Power management considerations

currently, ztimer is pm_layered agnostic. If a timer is set on a periph_timer, this would probably not prevent sleep (timer would not trigger), whereas if a ztimer is set on a rtt, it would behave as expected (timer hardware keeps running in sleep, timer isr wakes up MCU).
(TODO) if a timeout has been set (e.g., ztimer_set(clock, timeout)), the backend device blocks sleeping if necessary. IMO this is the minimum requirement, but still needs to be implemented.
Idea: we specify that by convention, ZTIMER_MSEC (and ZTIMER_SEC) keep running in sleep mode, whereas ZTIMER_USEC stops when the MCU enters sleep (unless a timeout is scheduled). This is current behaviour if ZTIMER_USEC is using periph_timer as backend and ZTIMER_MSEC is using RTT/RTC.

This would mean that before = ztimer_now(clock); do something; diff = ztimer_now(clock) - before; only works if either do_something does not schedule away the thread causing sleep or a clock is used that runs in sleep mode.

#### [Required work]
**A.** Please summarize the power management notes in two sentences.
**B.** Convert the stretch of records from their start through the line containing "[1014, 528, 1105, 952]" into a JSON list of strings, one string per line, leaving out blank lines.

#### [Exercise inputs]
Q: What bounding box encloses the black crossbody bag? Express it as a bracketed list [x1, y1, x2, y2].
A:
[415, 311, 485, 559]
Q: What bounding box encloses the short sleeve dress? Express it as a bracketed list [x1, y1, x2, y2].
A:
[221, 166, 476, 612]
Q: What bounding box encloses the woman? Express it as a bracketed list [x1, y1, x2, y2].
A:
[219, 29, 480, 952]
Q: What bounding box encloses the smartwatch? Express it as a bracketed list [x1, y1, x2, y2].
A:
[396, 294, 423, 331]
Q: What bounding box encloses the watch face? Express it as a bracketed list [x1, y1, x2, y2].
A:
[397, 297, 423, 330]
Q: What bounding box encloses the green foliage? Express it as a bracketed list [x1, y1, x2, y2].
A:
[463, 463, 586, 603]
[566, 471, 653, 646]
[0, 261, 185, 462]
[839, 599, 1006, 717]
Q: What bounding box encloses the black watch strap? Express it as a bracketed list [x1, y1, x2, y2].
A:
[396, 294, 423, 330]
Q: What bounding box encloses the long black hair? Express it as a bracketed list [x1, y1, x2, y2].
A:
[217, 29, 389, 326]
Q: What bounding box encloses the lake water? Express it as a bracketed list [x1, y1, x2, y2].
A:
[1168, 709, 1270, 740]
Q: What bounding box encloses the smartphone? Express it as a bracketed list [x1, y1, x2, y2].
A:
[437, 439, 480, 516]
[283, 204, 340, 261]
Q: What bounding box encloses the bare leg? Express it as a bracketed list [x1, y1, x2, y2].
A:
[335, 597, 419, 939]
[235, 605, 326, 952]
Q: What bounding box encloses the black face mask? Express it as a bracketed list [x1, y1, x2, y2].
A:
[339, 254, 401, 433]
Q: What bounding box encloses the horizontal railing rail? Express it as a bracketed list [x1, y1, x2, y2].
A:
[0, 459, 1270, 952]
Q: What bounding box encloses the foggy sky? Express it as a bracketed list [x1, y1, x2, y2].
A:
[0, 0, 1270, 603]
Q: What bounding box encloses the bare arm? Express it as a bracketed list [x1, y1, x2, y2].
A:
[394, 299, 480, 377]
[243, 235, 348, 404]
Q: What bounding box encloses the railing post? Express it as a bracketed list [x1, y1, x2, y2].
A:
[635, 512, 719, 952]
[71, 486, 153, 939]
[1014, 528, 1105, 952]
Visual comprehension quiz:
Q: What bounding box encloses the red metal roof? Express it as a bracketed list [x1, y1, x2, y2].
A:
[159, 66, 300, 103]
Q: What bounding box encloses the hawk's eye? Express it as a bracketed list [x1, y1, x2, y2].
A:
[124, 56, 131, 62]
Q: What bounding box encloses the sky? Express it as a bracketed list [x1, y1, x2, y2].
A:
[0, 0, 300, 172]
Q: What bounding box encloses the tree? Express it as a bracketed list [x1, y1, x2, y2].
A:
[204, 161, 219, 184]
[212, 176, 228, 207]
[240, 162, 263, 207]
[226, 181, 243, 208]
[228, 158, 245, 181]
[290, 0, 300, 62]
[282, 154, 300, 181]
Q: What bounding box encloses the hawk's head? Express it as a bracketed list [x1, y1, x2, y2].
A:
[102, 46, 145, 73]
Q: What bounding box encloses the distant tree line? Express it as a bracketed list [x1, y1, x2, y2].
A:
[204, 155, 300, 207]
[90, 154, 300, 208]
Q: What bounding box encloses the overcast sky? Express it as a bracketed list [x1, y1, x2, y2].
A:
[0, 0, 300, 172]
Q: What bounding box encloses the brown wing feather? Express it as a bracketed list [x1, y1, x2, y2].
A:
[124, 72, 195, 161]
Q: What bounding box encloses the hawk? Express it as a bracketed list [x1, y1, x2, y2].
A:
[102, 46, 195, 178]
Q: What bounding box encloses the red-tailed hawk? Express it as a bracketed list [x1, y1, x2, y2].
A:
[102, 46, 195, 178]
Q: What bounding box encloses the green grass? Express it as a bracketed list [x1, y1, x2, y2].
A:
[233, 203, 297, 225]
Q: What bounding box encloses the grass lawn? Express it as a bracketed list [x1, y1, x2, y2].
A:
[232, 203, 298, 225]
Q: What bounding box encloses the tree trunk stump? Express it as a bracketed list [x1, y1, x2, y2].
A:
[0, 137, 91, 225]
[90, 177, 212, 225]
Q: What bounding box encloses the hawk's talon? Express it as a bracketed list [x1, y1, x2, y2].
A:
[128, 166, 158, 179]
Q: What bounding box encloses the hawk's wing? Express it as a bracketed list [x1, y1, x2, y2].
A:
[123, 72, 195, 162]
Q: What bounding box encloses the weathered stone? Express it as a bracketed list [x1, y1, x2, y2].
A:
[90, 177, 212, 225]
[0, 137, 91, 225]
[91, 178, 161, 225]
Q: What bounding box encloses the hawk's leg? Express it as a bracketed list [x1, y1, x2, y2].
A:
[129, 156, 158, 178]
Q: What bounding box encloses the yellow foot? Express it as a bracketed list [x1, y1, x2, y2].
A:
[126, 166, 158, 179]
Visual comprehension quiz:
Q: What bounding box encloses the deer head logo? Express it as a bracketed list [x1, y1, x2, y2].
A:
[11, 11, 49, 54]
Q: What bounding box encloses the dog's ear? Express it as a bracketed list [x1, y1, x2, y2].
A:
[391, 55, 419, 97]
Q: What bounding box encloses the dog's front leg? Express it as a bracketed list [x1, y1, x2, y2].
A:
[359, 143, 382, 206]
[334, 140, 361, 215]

#### [Solutions to the tasks]
**A.** ztimer is currently agnostic of pm_layered, so a timer set on a periph_timer would probably not prevent sleep, while one set on an RTT behaves as expected; having the backend device block sleep when a timeout is set is still to be implemented. The proposed convention is that ZTIMER_MSEC and ZTIMER_SEC keep running in sleep mode while ZTIMER_USEC stops unless a timeout is scheduled, which means measuring elapsed time with ztimer_now only works if the thread is not scheduled away into sleep or the clock runs in sleep mode.

**B.**
[
  "Q: What bounding box encloses the black crossbody bag? Express it as a bracketed list [x1, y1, x2, y2].",
  "A:",
  "[415, 311, 485, 559]",
  "Q: What bounding box encloses the short sleeve dress? Express it as a bracketed list [x1, y1, x2, y2].",
  "A:",
  "[221, 166, 476, 612]",
  "Q: What bounding box encloses the woman? Express it as a bracketed list [x1, y1, x2, y2].",
  "A:",
  "[219, 29, 480, 952]",
  "Q: What bounding box encloses the smartwatch? Express it as a bracketed list [x1, y1, x2, y2].",
  "A:",
  "[396, 294, 423, 331]",
  "Q: What bounding box encloses the watch face? Express it as a bracketed list [x1, y1, x2, y2].",
  "A:",
  "[397, 297, 423, 330]",
  "Q: What bounding box encloses the green foliage? Express it as a bracketed list [x1, y1, x2, y2].",
  "A:",
  "[463, 463, 586, 603]",
  "[566, 471, 653, 646]",
  "[0, 261, 185, 462]",
  "[839, 599, 1006, 717]",
  "Q: What bounding box encloses the black watch strap? Express it as a bracketed list [x1, y1, x2, y2].",
  "A:",
  "[396, 294, 423, 330]",
  "Q: What bounding box encloses the long black hair? Express it as a bracketed list [x1, y1, x2, y2].",
  "A:",
  "[217, 29, 389, 326]",
  "Q: What bounding box encloses the lake water? Express it as a bracketed list [x1, y1, x2, y2].",
  "A:",
  "[1168, 709, 1270, 740]",
  "Q: What bounding box encloses the smartphone? Express it as a bracketed list [x1, y1, x2, y2].",
  "A:",
  "[437, 439, 480, 516]",
  "[283, 204, 340, 261]",
  "Q: What bounding box encloses the bare leg? Express it as a bracketed list [x1, y1, x2, y2].",
  "A:",
  "[335, 597, 419, 939]",
  "[235, 605, 326, 952]",
  "Q: What bounding box encloses the black face mask? Express it as a bracketed list [x1, y1, x2, y2].",
  "A:",
  "[339, 254, 401, 433]",
  "Q: What bounding box encloses the horizontal railing rail? Express it as a bracketed list [x1, y1, x2, y2].",
  "A:",
  "[0, 459, 1270, 952]",
  "Q: What bounding box encloses the foggy sky? Express it as a bracketed list [x1, y1, x2, y2].",
  "A:",
  "[0, 0, 1270, 603]",
  "Q: What bounding box encloses the bare arm? Express it as a bracketed list [x1, y1, x2, y2].",
  "A:",
  "[394, 299, 480, 377]",
  "[243, 235, 348, 404]",
  "Q: What bounding box encloses the railing post? Express it as a bracketed list [x1, y1, x2, y2].",
  "A:",
  "[635, 512, 719, 952]",
  "[71, 486, 153, 939]",
  "[1014, 528, 1105, 952]"
]